**Exercise task 1**. In the passage on the GPU compute model, what are the three types of memory said to affect GPU computation?

**Reading text**.
★ ★ ★ ★ ★

GPU Compute Model and Memory Hierarchy

The Figure 1 here shows the high level compute model and memory in GPU. We can see that there are three types of memory affect GPU computation. CPU memory (data loading etc), GPU high bandwidth memory (the gpu memory we usually mentioned), and GPU caches (SRAM). These memories are of different size and bandwidth (read speed). The idea of flash attention is to design IO-aware fused computation kernel to save memory access to speed up training job.

gpu memory Figure 1. GPU memory

Figure 2 shows a more detailed hierarchy of GPU memory in A100. Notice that cache is specific to each compute unit.

gpu memory hierarchy Figure 2. GPU memory hierarchy

IO-aware Computation

First let’s take a look at the vallina attention computation which is shown below

Vallina attention algorithm Figure 3. Vallina attention computation

Essentially, each of the operation follows the three steps of operation below.

  • Read op — Move tensor from HBM to SRAM
  • Compute op - Perform compute intensive task on SRAM
  • write op - move tensor back from SRAM to HBM

The breakdown of these computation is as follows. Apparently, all these green ops in the vallina attention can be saved.

★ ★ ★ ★ ★

**Exercise task 2**. Collect each line in the records that contains the word "bare".

★ ★ ★ ★ ★

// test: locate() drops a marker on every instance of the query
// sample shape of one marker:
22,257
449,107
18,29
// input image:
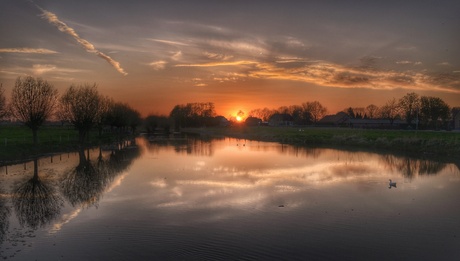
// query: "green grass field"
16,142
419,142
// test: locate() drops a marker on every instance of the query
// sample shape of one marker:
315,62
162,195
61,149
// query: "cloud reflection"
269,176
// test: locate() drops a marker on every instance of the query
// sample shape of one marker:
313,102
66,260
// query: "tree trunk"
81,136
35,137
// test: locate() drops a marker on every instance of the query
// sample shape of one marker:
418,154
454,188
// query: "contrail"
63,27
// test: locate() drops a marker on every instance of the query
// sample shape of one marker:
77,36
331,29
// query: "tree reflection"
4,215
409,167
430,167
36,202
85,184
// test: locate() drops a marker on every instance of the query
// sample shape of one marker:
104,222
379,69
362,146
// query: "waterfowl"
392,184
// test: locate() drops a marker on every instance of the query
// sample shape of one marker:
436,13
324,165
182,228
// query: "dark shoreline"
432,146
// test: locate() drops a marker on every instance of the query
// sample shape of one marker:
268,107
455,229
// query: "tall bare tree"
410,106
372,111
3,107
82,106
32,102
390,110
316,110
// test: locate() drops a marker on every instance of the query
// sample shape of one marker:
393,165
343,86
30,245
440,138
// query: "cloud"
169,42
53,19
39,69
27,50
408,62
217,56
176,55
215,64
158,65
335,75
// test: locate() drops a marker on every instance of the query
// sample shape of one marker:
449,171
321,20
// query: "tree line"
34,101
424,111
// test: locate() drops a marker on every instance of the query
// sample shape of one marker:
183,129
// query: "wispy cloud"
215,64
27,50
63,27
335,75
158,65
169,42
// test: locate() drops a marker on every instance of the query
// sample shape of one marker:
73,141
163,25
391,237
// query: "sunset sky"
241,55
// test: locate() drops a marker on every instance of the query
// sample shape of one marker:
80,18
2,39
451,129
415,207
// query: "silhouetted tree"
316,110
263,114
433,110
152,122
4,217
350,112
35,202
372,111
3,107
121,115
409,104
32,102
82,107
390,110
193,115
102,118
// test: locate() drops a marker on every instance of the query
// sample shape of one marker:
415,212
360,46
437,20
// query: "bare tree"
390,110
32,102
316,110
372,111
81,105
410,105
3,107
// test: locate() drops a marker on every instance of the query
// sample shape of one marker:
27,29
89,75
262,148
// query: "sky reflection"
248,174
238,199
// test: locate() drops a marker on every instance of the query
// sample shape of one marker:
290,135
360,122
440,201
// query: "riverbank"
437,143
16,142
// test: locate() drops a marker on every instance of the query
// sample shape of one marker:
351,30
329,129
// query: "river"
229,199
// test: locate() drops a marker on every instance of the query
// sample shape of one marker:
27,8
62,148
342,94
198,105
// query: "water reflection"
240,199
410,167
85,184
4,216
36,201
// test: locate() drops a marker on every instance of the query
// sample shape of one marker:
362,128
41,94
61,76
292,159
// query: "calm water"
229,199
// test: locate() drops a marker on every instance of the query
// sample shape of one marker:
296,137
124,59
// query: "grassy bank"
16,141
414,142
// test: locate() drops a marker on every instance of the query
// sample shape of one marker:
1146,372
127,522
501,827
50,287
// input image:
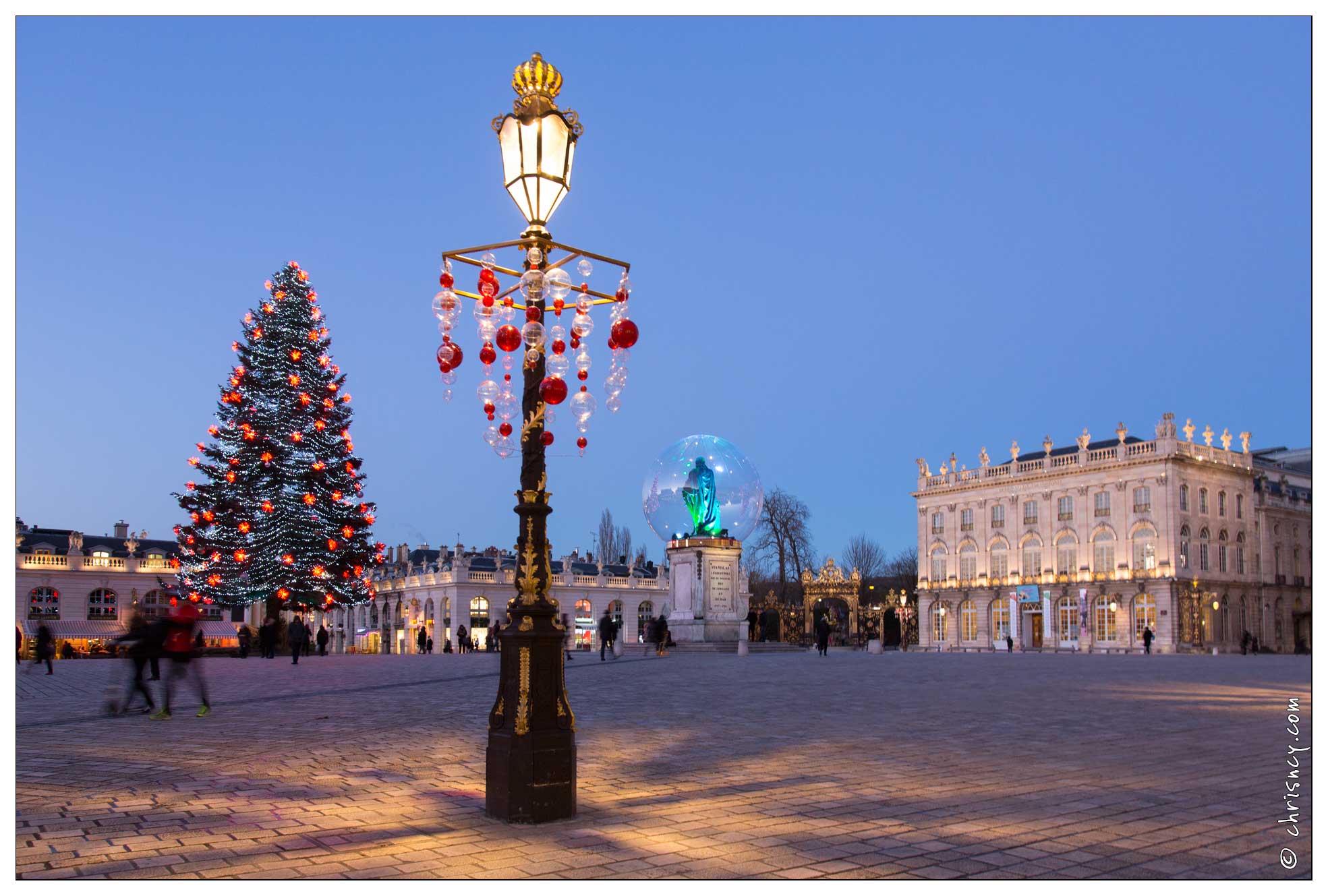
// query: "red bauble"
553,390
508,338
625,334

★ ★ ★ ★ ★

**Exercise result 1**. CPU memory, GPU high bandwidth memory, and GPU caches (SRAM).

**Exercise result 2**.
// query: "tall bare tree"
// query: "bare tree"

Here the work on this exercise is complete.